Problems to work on >>
1. From the kitchen lighting text, list every example it gives of mood lighting.
2. In the rows, rewrite the lines as a numbered list, starting at the line containing "QA review pass — the annotator marked grass" and ending at the line containing "[14,0,54,19]". Leave out the pictures.

+++ Passage to read

18/06/2026
The most overlooked element in a new kitchen is almost always the lighting plan.
Customers spend weeks agonising over door colours and worktops, then leave lighting as a single pendant decision at the end. By that point, the wiring is already first-fixed and the options have narrowed dramatically.
Sensio, who we spec on most of our projects, break kitchen lighting into three layers. Each one does a completely different job, and a kitchen that only has one of them never quite works.
Task lighting sits under the wall units and lights the worktop directly. It's the difference between chopping onions in your own shadow and actually seeing what you're doing. Non-negotiable on every run of base units with cupboards above.
Mood lighting is what gives a kitchen depth after dark. Plinth lights, shelf lights, a soft glow behind a glass cabinet. Switched independently of the main ceiling lights, so you can use the kitchen at 10pm without flooding it like an operating theatre.

++++++
+++ Given data

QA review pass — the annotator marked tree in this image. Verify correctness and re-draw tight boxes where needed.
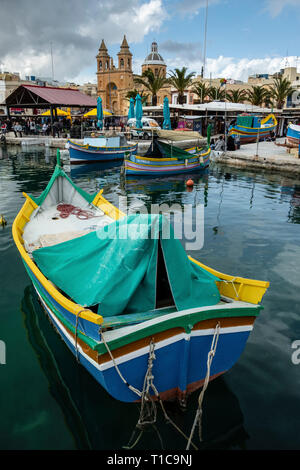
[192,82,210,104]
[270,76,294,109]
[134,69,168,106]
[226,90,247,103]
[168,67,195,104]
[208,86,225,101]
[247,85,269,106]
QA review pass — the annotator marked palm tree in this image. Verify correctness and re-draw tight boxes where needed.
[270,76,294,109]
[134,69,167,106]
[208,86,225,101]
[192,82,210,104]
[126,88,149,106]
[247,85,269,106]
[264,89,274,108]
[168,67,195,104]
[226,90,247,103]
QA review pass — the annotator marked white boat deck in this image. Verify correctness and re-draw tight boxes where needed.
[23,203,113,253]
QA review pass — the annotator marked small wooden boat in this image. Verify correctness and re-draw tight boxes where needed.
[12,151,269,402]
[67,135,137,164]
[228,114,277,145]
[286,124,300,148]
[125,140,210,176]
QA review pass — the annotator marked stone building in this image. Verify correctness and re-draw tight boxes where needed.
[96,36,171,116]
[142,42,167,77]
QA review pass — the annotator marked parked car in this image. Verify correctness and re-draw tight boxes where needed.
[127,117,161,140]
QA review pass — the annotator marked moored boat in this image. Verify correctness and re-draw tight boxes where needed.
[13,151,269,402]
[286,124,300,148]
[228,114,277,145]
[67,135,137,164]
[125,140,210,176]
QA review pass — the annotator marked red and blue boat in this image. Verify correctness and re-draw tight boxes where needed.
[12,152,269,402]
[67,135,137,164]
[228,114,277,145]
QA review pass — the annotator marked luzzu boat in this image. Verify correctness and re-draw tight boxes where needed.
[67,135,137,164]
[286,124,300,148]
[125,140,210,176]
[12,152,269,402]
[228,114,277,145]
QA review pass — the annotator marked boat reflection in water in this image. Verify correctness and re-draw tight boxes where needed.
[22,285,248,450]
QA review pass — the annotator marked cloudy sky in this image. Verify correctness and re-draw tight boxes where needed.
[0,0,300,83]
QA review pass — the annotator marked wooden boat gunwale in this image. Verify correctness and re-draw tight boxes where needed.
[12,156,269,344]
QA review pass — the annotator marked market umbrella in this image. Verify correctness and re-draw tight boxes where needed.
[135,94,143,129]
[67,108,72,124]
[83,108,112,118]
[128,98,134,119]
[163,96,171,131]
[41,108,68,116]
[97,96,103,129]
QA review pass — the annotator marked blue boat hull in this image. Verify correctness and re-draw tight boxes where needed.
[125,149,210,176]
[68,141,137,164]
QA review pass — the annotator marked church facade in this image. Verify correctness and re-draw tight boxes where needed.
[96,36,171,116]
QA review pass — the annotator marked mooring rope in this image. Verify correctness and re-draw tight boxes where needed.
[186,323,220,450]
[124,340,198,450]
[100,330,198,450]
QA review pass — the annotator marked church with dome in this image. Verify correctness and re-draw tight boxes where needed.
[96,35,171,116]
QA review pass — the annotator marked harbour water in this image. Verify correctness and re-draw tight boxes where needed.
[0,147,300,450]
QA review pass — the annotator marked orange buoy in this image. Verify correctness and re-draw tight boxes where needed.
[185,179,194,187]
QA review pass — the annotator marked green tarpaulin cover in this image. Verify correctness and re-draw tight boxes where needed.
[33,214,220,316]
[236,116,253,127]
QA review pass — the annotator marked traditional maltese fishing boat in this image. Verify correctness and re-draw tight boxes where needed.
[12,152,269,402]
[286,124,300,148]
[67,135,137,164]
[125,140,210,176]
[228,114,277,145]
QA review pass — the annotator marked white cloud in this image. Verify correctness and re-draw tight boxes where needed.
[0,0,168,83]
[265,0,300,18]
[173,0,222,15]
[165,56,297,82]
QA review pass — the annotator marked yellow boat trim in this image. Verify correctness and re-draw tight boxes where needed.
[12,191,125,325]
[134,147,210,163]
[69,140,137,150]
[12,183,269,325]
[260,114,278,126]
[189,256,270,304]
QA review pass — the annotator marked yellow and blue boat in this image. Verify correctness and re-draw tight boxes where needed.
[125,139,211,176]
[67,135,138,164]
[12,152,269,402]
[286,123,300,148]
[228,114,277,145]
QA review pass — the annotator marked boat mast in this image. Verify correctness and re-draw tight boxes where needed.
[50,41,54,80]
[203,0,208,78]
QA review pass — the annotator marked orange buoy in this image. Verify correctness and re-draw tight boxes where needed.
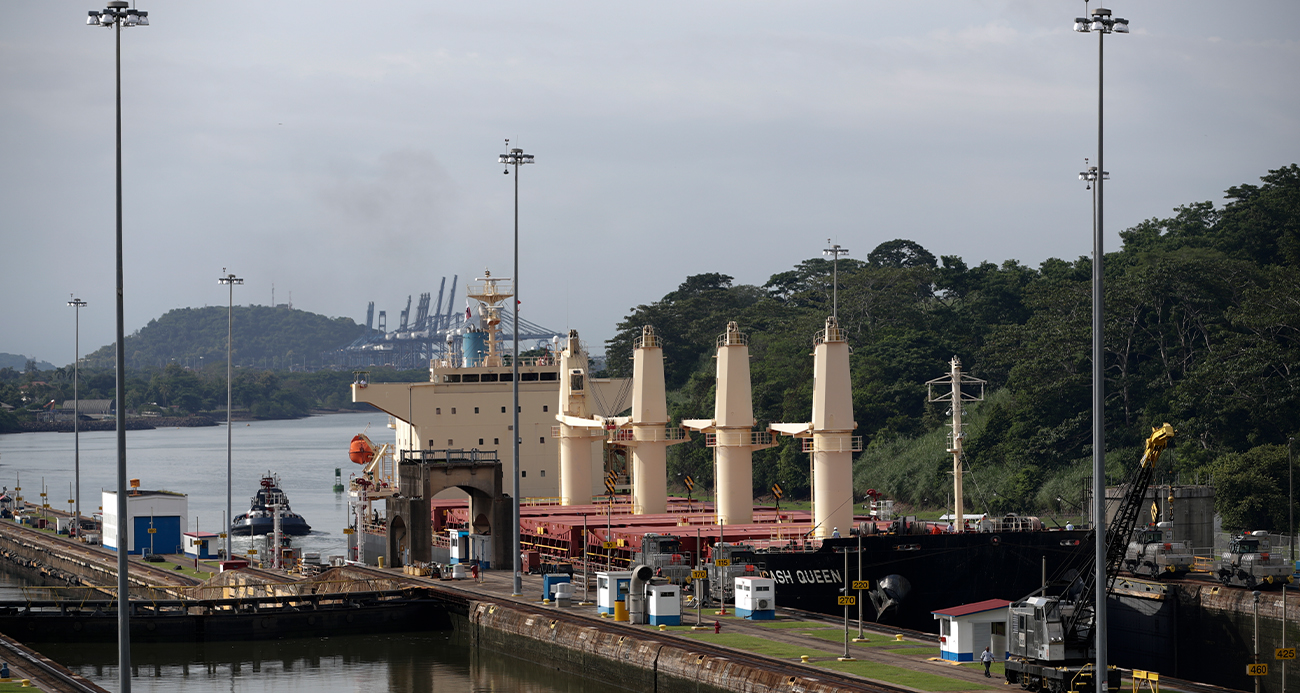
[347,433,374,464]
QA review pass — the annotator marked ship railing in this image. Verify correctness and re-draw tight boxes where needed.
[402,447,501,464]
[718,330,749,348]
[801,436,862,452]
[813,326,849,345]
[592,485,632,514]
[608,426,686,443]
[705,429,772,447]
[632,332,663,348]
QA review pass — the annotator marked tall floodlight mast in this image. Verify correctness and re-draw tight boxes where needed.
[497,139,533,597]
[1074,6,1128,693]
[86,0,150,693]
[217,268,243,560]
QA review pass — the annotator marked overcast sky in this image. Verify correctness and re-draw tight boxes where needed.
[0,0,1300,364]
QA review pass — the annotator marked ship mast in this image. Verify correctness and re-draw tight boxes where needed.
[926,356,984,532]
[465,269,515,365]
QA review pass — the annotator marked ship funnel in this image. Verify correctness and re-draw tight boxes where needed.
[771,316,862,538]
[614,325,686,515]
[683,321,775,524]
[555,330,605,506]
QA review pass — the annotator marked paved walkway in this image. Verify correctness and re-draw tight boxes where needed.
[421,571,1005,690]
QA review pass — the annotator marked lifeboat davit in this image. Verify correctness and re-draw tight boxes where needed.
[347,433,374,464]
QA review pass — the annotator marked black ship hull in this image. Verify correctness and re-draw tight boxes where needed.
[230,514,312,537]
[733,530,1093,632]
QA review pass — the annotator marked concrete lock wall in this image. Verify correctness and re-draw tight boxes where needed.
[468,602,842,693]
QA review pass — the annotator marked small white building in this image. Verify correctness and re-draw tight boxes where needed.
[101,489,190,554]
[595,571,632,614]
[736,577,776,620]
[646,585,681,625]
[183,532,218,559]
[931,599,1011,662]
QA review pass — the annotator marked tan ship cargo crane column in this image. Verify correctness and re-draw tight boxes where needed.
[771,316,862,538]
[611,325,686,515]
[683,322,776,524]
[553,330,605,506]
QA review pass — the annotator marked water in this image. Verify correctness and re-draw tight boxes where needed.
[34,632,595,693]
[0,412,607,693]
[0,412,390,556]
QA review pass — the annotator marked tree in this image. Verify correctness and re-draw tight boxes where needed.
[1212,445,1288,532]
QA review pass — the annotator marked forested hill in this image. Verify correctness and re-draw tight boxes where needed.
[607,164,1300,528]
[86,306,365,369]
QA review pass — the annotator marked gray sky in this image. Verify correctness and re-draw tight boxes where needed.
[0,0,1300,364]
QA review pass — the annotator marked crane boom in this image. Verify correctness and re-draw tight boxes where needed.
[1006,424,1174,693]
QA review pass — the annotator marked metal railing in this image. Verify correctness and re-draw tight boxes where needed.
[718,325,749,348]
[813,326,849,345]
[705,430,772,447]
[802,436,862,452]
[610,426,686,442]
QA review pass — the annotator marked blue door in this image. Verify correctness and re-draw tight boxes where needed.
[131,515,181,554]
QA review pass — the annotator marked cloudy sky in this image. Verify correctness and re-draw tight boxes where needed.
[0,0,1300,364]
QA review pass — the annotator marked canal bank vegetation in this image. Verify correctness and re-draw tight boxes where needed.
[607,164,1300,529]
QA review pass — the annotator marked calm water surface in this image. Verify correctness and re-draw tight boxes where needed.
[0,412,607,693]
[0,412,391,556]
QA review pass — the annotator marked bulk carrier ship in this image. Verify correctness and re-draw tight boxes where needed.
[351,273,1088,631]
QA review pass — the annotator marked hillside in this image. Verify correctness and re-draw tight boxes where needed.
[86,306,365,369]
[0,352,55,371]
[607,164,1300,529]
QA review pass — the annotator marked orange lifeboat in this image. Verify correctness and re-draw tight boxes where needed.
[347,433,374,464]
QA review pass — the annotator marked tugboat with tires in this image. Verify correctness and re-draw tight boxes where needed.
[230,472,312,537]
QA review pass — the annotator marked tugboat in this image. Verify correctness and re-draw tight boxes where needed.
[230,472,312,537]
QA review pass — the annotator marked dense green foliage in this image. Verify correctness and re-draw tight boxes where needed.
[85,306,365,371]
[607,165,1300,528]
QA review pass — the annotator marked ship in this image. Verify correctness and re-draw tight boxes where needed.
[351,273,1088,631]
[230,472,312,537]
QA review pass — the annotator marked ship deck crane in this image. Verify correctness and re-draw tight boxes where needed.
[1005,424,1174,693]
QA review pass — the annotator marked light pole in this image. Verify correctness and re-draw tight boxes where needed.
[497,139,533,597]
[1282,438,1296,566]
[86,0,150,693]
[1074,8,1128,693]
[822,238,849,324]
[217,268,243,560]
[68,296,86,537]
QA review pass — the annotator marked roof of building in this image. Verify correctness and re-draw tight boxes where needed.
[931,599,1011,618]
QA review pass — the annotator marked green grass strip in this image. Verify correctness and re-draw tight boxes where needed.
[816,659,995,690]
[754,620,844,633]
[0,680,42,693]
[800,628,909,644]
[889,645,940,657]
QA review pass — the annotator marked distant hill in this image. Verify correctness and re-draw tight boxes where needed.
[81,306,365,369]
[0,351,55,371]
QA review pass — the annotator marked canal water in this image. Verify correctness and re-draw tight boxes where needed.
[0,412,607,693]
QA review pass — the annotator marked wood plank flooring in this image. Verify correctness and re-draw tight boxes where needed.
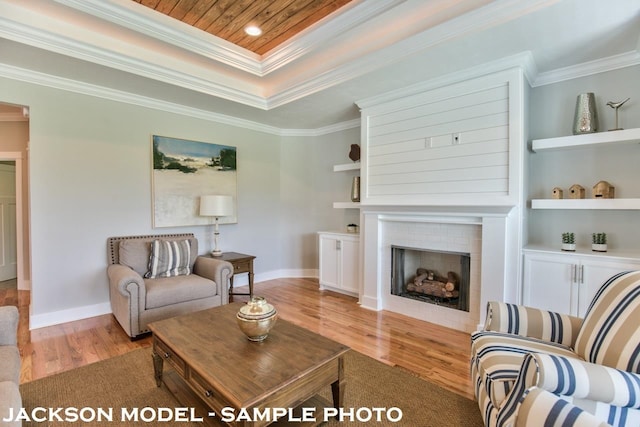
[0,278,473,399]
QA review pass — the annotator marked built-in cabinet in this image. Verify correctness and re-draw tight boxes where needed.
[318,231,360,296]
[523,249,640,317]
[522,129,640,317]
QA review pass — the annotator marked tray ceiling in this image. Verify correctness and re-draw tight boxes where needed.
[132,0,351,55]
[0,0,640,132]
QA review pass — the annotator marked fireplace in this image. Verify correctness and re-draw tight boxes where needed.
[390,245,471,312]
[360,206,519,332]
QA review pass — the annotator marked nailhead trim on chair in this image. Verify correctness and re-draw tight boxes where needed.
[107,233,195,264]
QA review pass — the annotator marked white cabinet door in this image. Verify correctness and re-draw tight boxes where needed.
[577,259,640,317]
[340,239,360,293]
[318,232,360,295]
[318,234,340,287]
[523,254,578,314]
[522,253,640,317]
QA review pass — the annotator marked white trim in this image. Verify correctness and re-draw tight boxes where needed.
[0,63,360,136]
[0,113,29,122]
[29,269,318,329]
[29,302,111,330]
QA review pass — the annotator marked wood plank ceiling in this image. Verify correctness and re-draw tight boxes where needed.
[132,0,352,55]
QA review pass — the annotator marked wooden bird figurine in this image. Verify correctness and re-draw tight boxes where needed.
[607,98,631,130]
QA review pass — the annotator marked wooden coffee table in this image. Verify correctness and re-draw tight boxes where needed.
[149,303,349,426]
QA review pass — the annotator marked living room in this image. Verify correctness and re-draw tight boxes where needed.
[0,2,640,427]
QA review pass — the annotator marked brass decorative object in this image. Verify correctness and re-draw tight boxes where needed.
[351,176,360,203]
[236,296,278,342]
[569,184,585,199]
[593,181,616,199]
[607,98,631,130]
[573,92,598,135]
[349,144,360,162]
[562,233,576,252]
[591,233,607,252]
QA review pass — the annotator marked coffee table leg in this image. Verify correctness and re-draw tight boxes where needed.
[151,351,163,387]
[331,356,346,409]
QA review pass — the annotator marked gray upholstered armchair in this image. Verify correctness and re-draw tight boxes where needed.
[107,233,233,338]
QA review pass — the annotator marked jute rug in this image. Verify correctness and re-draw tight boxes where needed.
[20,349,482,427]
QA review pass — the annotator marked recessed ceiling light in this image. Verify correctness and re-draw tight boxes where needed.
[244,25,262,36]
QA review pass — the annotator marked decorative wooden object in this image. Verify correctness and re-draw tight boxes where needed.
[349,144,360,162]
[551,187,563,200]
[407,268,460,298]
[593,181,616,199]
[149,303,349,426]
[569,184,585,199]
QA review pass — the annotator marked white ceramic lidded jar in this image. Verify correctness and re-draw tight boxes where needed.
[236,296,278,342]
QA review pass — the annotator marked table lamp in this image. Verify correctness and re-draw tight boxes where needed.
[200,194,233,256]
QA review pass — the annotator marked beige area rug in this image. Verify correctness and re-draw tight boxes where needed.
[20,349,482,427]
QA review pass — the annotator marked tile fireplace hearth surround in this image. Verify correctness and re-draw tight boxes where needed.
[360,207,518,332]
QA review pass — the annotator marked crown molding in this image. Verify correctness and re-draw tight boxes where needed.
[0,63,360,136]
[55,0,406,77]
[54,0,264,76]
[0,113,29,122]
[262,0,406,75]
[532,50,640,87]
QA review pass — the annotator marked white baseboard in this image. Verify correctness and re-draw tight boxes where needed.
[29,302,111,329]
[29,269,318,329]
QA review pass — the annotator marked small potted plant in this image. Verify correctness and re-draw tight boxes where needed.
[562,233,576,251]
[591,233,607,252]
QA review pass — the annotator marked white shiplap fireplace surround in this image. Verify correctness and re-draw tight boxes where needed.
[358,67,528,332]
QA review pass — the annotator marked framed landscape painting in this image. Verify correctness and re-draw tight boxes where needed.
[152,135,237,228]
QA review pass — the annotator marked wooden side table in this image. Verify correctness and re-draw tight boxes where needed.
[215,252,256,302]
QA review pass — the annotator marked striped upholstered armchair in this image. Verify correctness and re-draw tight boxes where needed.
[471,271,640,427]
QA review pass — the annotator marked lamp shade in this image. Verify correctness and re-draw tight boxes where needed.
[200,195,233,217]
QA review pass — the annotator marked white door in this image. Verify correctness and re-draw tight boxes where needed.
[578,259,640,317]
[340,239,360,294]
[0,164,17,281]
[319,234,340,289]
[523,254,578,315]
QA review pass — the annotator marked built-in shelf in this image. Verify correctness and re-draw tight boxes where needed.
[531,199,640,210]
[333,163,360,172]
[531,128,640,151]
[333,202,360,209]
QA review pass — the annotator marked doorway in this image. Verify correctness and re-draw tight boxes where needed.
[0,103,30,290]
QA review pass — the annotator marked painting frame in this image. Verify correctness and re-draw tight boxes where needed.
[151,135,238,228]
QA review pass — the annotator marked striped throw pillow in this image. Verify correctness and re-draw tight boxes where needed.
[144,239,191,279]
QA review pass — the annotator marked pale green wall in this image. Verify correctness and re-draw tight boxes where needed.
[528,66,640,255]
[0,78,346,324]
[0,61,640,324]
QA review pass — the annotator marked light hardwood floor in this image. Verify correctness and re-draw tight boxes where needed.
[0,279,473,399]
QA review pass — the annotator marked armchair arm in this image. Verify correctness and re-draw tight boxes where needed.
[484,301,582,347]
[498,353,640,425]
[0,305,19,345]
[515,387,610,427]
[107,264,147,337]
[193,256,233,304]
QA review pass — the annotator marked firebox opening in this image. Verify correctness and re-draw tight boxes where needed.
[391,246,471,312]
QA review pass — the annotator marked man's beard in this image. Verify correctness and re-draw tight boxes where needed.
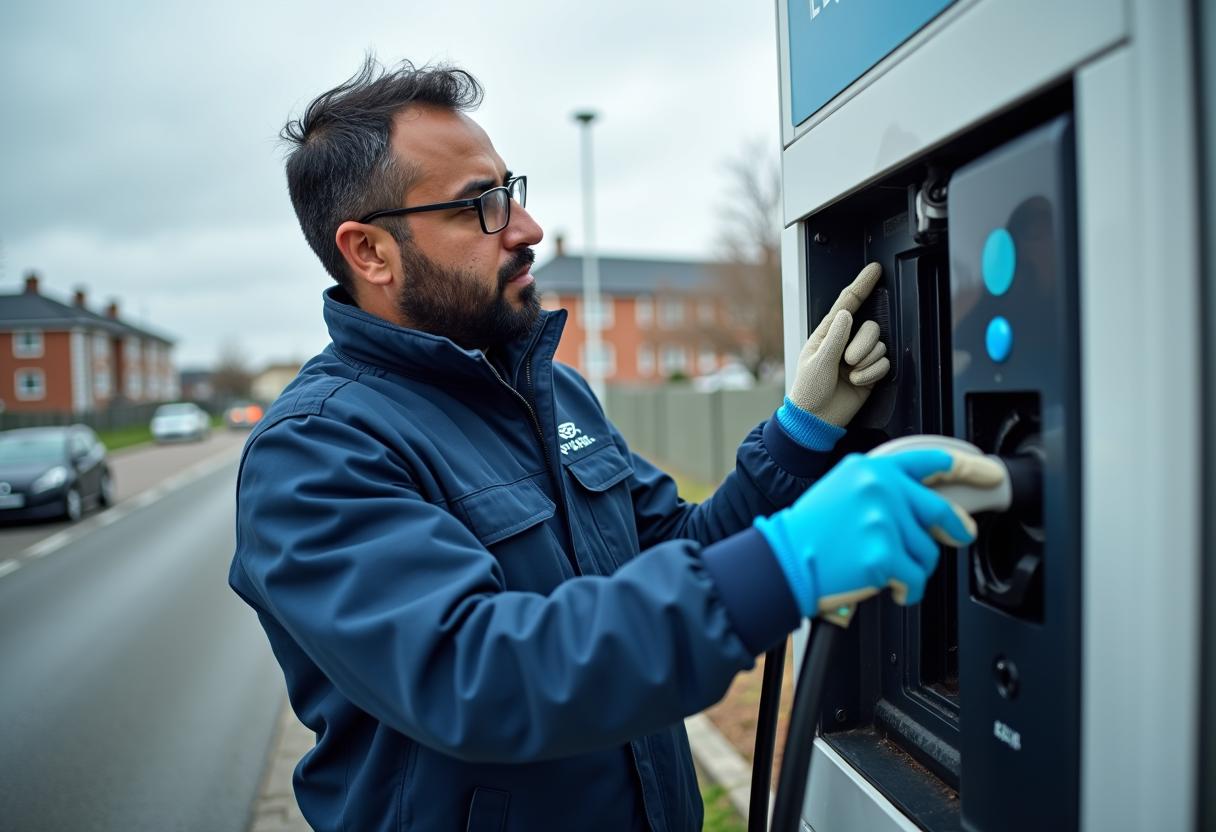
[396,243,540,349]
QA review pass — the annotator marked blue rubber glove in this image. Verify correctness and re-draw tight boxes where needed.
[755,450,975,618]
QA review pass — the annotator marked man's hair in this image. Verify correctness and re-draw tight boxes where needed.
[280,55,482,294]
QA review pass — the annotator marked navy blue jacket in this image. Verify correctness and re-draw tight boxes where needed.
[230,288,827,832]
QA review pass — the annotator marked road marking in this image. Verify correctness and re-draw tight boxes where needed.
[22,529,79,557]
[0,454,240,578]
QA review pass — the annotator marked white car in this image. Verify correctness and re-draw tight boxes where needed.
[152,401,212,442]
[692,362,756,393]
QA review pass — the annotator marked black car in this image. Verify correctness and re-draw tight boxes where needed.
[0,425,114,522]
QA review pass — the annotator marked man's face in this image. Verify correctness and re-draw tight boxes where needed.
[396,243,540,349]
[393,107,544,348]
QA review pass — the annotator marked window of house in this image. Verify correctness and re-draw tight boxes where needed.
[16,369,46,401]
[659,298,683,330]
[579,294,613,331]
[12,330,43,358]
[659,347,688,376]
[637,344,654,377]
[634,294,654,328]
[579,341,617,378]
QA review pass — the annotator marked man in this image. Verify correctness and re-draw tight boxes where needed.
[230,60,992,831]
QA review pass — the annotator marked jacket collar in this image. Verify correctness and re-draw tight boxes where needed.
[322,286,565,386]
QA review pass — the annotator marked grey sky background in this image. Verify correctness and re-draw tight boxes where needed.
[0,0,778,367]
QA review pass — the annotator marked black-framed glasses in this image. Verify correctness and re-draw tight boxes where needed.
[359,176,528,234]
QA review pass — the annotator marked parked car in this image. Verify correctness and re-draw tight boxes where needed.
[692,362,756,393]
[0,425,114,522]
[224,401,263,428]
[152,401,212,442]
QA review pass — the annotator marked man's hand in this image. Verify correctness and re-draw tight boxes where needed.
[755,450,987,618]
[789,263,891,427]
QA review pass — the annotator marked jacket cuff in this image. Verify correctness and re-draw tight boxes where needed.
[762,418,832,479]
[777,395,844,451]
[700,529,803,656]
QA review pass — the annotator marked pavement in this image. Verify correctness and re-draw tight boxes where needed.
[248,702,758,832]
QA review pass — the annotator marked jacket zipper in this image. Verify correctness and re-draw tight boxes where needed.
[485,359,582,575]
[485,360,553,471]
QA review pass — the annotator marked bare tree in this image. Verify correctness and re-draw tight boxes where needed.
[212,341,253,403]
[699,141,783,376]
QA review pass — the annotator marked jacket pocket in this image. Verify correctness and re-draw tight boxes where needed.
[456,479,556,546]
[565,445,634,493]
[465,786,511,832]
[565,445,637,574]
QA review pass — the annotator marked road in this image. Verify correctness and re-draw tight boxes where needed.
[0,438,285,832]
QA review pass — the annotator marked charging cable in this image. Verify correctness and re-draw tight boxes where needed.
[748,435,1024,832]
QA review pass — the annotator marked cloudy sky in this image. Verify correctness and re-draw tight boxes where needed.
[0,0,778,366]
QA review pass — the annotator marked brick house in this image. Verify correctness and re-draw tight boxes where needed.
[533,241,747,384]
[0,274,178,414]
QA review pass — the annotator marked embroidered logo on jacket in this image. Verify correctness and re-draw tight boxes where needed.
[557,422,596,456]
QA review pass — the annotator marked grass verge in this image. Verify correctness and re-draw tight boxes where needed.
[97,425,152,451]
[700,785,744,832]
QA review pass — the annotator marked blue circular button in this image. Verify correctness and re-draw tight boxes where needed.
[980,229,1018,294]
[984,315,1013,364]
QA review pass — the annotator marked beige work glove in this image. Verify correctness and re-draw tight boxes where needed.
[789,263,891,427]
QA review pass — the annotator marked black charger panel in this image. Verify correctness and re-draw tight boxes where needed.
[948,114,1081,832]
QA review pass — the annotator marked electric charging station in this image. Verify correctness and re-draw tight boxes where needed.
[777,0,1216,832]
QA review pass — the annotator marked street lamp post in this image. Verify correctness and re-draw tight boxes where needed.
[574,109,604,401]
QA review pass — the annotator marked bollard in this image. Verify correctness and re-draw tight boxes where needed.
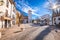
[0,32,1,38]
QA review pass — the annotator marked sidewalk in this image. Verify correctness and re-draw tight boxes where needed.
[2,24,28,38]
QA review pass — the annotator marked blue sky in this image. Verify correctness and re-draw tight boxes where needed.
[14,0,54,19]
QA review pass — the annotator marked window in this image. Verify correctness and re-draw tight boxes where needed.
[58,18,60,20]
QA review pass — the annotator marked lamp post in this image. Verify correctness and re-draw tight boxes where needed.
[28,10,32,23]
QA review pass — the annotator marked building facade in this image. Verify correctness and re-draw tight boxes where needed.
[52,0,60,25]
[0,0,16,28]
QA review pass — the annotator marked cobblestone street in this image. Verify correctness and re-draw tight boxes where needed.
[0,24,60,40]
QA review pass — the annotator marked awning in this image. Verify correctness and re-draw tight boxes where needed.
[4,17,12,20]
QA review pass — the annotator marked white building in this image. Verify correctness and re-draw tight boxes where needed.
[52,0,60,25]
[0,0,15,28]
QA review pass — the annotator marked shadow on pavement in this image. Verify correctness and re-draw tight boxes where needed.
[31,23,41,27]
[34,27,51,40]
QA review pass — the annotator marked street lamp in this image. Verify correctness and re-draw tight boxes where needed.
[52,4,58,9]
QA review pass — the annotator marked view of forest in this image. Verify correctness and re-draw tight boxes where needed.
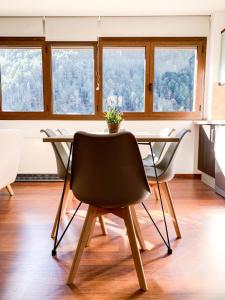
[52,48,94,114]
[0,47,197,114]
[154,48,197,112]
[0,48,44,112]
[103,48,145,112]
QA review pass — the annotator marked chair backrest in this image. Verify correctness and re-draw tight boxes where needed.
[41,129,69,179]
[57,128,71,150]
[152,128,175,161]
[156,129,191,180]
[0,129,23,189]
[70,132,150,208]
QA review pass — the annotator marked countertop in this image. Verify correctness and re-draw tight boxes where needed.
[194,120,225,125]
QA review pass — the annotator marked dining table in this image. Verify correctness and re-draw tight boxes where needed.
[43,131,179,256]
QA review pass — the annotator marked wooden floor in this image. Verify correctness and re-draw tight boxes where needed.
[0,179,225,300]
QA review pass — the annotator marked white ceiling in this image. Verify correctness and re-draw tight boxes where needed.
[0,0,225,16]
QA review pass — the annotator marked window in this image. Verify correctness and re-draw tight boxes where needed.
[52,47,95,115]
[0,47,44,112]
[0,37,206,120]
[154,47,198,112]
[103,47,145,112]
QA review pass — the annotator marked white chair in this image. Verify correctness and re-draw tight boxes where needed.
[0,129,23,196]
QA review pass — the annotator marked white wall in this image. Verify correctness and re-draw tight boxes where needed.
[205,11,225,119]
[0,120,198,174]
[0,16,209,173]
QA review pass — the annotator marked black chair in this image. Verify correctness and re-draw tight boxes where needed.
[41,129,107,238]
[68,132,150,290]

++++++

Final results >>
1.
- Plinth lights
- Shelf lights
- A soft glow behind a glass cabinet

2.
1. QA review pass — the annotator marked grass verge in this image. Verify correctness and re-draw tight boxes where needed.
2. [97,425,152,451]
3. [700,785,744,832]
4. QA review pass — the annotator marked blue circular button in this image. Verify correctness and re-draw tight boxes where needed.
5. [980,229,1018,294]
6. [984,315,1013,364]
7. QA review pass — the annotator marked beige work glove in this image. Verify correctness and re-draw tight boxes where needed.
8. [789,263,891,427]
9. QA review pass — the annotator marked black charger panel in this image. Verify correctness and re-draw tight boxes where needed.
10. [948,114,1081,832]
11. QA review pass — the annotator marked electric charging station in this image. Verify correctness and re-draw tight boxes where needed.
12. [777,0,1216,832]
13. QA review pass — the annotator marked street lamp post in this image. Verify correctness and re-draw tight boxes where needed.
14. [574,109,604,401]
15. QA review pass — the annotator marked bollard in this image. Verify correctness and re-draw tight boxes where needed.
16. [0,32,1,38]
17. QA review pass — the annotator marked sidewalk in this image. Verify correctness and re-draw tight boxes where needed.
18. [2,24,28,38]
19. QA review pass — the annotator marked blue sky in this image. Verify correctness and re-draw tight boxes where needed.
20. [14,0,54,19]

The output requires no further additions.